WORK REQUIRED: Output every line of the entries below, unchanged and in the same order.

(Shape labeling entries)
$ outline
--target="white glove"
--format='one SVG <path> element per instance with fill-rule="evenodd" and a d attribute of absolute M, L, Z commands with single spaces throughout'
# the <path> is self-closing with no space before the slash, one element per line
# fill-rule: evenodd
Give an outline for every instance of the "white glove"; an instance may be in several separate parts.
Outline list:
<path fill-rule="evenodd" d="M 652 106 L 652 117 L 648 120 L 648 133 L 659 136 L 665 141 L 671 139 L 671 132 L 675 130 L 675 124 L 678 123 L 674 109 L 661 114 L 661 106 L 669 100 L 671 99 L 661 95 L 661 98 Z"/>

SOLUTION TO THIS EXERCISE:
$ outline
--target="white glove"
--format='one SVG <path> element per instance with fill-rule="evenodd" and a d attribute of absolute M, L, Z commands with single spaces throughout'
# the <path> is self-closing with no space before the slash, one element per line
# fill-rule: evenodd
Give an outline for every instance of the "white glove"; an instance may be in several separate parts.
Outline list:
<path fill-rule="evenodd" d="M 652 106 L 652 117 L 648 120 L 648 133 L 659 136 L 665 141 L 671 139 L 671 132 L 675 130 L 675 124 L 678 123 L 674 109 L 661 114 L 661 106 L 669 100 L 671 99 L 661 95 L 661 98 Z"/>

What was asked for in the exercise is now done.